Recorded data
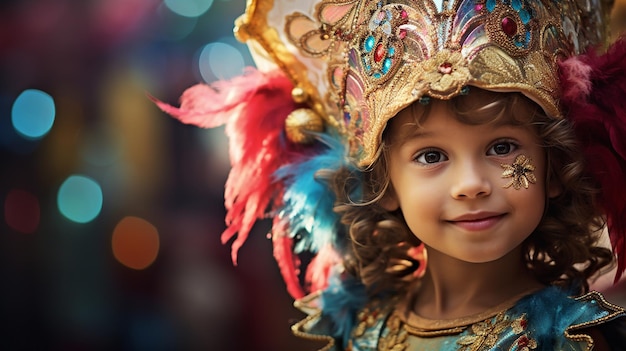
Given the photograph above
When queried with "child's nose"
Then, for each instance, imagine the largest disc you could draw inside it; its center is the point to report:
(470, 181)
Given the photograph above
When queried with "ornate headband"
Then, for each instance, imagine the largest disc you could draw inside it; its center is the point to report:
(348, 66)
(377, 57)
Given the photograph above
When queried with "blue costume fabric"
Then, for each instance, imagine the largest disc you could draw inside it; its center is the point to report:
(544, 320)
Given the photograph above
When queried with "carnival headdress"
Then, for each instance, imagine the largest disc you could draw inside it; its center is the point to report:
(331, 73)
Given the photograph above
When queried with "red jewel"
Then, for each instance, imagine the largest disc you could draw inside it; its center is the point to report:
(509, 27)
(522, 341)
(380, 52)
(445, 68)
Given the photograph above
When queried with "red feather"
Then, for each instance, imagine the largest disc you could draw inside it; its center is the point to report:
(254, 108)
(594, 95)
(288, 262)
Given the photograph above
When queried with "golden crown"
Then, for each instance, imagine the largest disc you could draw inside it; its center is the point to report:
(358, 63)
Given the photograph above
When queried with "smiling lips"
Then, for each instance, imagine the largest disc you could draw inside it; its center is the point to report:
(477, 221)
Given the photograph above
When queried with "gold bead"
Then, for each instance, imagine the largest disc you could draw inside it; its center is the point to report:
(300, 122)
(299, 95)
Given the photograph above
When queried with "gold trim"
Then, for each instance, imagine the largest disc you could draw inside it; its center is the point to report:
(424, 327)
(614, 312)
(297, 330)
(252, 25)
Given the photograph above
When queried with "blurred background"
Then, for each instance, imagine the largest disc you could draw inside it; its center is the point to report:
(111, 210)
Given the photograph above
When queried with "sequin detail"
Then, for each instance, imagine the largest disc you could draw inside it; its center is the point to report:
(520, 172)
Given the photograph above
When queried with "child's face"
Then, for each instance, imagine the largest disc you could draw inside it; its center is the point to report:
(447, 179)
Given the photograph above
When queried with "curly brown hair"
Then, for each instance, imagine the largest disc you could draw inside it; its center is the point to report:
(563, 250)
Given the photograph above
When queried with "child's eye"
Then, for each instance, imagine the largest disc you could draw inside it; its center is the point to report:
(502, 148)
(430, 157)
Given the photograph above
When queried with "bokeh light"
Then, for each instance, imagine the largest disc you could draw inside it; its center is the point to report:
(33, 113)
(135, 243)
(220, 61)
(80, 199)
(22, 211)
(189, 8)
(175, 27)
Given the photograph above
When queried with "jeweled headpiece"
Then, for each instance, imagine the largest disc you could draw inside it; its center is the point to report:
(331, 73)
(380, 56)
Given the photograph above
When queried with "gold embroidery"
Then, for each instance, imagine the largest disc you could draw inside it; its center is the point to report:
(520, 172)
(523, 343)
(396, 340)
(485, 334)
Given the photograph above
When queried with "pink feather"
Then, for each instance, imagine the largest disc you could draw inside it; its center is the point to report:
(288, 262)
(594, 94)
(254, 108)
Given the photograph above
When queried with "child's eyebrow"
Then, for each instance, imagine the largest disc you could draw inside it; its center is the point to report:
(408, 132)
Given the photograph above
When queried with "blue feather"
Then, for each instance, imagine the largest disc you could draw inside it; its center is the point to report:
(341, 302)
(309, 202)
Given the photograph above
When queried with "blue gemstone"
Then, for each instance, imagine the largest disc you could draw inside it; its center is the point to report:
(386, 65)
(524, 16)
(369, 43)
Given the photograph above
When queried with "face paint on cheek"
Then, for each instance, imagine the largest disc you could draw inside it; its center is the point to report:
(520, 172)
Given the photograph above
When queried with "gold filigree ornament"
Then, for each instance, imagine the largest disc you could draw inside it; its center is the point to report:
(361, 62)
(520, 172)
(445, 75)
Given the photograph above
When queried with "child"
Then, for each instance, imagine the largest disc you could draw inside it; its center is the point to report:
(452, 164)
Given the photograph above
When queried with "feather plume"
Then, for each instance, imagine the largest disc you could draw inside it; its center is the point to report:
(253, 107)
(307, 214)
(594, 89)
(288, 262)
(341, 302)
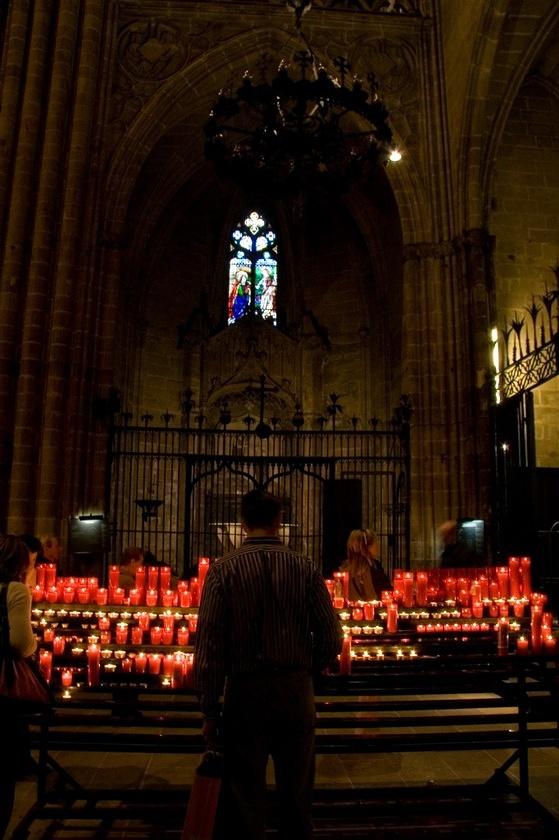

* EXERCISE: Pick out and copy every line of the items above that contains the word "blue". Case counts, so match only that exact capitalization.

* RESULT FOR THIS TASK:
When queried with "blue costume fabric"
When queried with "blue feather"
When queried with "blue gemstone"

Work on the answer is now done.